WHAT THE TASK REQUIRES
Rewrite the lines starting at the one containing "Where can you find the parked" and ending at the one containing "point(167, 147)", with "sidewalk" changed to "pavement" and everything else left unchanged.

WORKING DATA
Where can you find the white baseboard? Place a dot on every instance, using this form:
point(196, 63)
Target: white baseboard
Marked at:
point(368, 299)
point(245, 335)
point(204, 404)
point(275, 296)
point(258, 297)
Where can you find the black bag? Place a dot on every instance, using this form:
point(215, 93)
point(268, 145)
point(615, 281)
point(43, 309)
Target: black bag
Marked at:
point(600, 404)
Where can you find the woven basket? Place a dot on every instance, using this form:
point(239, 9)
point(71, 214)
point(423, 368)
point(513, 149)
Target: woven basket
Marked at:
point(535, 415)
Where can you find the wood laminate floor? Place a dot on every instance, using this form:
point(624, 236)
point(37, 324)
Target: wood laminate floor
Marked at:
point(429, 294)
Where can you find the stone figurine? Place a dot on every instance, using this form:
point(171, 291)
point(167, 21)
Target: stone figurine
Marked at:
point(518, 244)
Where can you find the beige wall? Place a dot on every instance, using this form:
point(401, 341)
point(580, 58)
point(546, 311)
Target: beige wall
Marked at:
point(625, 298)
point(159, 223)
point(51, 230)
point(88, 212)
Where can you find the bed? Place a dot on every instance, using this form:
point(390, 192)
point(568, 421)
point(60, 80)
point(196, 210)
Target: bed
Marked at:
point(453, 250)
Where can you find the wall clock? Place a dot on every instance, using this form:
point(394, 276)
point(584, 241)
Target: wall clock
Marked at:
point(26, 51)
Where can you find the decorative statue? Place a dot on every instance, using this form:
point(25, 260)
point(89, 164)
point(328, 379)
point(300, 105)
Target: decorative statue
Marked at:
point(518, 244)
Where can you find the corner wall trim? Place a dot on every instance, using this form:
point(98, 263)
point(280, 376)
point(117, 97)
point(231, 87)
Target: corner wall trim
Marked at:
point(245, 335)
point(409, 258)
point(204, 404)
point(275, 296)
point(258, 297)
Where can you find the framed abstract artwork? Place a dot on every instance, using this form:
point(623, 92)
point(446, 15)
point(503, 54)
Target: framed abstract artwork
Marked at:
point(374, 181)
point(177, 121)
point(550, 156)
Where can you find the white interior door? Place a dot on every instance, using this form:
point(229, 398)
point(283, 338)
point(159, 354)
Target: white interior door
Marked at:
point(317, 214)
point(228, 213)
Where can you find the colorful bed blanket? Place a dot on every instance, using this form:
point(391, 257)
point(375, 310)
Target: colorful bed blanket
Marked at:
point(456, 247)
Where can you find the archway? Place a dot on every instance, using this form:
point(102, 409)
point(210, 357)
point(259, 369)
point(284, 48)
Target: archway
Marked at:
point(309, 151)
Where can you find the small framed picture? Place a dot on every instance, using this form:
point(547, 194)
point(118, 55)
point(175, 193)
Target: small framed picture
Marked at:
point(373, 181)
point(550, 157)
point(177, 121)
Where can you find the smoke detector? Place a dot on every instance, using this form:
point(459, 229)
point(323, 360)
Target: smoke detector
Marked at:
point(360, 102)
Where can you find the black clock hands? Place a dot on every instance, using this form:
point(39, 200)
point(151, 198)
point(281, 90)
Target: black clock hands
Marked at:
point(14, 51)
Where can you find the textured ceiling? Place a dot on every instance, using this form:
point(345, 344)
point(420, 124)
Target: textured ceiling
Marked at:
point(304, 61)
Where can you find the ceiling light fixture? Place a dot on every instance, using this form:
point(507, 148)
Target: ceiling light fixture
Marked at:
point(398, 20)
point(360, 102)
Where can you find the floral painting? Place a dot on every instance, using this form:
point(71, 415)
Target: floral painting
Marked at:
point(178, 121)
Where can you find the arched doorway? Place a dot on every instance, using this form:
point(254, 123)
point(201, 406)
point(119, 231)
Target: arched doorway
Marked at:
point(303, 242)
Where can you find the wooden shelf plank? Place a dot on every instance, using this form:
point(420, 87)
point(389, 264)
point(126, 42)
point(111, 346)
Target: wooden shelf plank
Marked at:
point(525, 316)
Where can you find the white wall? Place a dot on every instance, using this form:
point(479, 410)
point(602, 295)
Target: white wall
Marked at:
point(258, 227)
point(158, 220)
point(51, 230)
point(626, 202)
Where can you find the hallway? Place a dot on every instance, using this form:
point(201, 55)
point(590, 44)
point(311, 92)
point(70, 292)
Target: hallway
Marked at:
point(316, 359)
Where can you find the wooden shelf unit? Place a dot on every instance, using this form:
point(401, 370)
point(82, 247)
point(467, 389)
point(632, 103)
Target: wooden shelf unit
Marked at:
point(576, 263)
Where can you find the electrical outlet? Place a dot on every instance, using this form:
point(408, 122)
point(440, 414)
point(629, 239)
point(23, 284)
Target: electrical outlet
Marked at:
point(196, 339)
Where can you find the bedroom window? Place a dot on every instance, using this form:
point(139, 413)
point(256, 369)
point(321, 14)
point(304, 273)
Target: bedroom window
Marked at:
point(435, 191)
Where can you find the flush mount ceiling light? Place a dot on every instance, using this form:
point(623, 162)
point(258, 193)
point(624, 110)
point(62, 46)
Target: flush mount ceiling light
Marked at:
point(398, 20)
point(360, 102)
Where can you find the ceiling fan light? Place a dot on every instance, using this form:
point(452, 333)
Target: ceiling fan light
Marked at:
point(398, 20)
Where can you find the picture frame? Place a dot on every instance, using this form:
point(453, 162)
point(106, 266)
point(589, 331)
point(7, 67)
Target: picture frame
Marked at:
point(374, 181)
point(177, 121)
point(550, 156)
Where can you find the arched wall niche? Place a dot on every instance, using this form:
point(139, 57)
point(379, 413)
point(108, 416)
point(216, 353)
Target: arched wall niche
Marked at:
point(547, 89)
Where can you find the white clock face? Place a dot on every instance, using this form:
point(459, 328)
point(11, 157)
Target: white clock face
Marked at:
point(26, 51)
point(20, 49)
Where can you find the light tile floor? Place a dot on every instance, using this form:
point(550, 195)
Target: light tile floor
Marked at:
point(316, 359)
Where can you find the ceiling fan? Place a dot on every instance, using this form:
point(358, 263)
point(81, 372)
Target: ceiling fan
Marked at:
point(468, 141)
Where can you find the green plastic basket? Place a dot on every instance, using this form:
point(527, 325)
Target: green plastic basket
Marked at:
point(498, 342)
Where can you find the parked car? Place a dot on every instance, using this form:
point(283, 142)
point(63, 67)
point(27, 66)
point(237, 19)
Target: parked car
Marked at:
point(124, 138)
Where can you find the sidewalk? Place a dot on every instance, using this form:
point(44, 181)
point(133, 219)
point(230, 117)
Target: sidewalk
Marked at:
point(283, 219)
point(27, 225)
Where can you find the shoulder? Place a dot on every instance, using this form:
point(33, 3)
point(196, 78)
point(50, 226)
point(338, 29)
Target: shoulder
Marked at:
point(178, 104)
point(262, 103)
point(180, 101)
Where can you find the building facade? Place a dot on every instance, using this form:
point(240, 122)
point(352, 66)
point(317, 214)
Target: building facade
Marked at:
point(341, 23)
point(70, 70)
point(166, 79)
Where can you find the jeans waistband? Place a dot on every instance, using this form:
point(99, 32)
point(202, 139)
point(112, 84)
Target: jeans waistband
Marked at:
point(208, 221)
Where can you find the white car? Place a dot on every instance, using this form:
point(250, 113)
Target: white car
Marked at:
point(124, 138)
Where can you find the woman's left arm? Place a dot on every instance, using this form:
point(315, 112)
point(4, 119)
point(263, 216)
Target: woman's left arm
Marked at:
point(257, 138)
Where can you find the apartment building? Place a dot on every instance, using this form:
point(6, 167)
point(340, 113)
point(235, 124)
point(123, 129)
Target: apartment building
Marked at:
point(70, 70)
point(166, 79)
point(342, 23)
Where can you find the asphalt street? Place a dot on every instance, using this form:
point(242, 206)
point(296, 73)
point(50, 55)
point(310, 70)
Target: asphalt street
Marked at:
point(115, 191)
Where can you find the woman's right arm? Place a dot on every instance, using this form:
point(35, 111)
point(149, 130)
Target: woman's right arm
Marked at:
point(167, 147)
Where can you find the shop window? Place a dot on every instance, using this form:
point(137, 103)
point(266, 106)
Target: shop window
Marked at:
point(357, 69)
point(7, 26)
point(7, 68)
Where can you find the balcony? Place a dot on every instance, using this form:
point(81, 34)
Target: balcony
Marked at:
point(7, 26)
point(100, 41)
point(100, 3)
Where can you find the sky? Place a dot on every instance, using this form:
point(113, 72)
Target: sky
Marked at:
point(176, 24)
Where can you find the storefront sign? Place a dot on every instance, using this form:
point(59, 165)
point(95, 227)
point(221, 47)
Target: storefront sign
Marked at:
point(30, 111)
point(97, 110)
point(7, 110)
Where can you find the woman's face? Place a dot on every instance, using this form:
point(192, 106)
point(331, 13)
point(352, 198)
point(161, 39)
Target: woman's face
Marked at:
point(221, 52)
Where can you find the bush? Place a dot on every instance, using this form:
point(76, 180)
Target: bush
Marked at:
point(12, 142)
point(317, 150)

FINISHED ANSWER
Where can you find the parked car? Place a dot on every instance, using this form:
point(283, 142)
point(63, 67)
point(27, 66)
point(237, 19)
Target: parked car
Marked at:
point(124, 138)
Where can you find the pavement? Place a dot on every instance, using this form:
point(44, 181)
point(133, 219)
point(230, 117)
Target: pavement
Marked at:
point(283, 219)
point(27, 225)
Where can you find the shoulder? Place a dot on every instance, using this form:
point(33, 3)
point(196, 78)
point(50, 226)
point(338, 29)
Target: shoulder
Marked at:
point(178, 104)
point(262, 103)
point(180, 101)
Where can you find the building facade? Place a dot on every instance, using this form:
point(240, 122)
point(352, 66)
point(317, 214)
Target: building facade
Marked at:
point(341, 23)
point(70, 70)
point(166, 79)
Where can you find the jeans waistband? Place a dot on every instance, using this form:
point(99, 32)
point(202, 139)
point(112, 84)
Target: jeans waistband
Marked at:
point(208, 221)
Where can you find the white car? Place a dot on every instance, using this form:
point(250, 113)
Target: white car
Marked at:
point(124, 138)
Where can you find the woman's left arm? Place a dot on every instance, using this form:
point(315, 112)
point(4, 119)
point(263, 216)
Target: woman's left arm
Marked at:
point(257, 138)
Where can you find the apartment building? Place a dot on every instance, using this form:
point(6, 167)
point(340, 113)
point(235, 124)
point(123, 129)
Target: apartment building
Marked at:
point(70, 70)
point(166, 79)
point(342, 23)
Where can you find the asphalt street? Place a dot on every instance, using this form:
point(242, 206)
point(296, 73)
point(50, 55)
point(310, 70)
Target: asphalt street
Marked at:
point(115, 191)
Where can you find the woman's right arm? Place a dot on every instance, using this form:
point(35, 111)
point(149, 130)
Target: woman's right arm
Marked at:
point(167, 147)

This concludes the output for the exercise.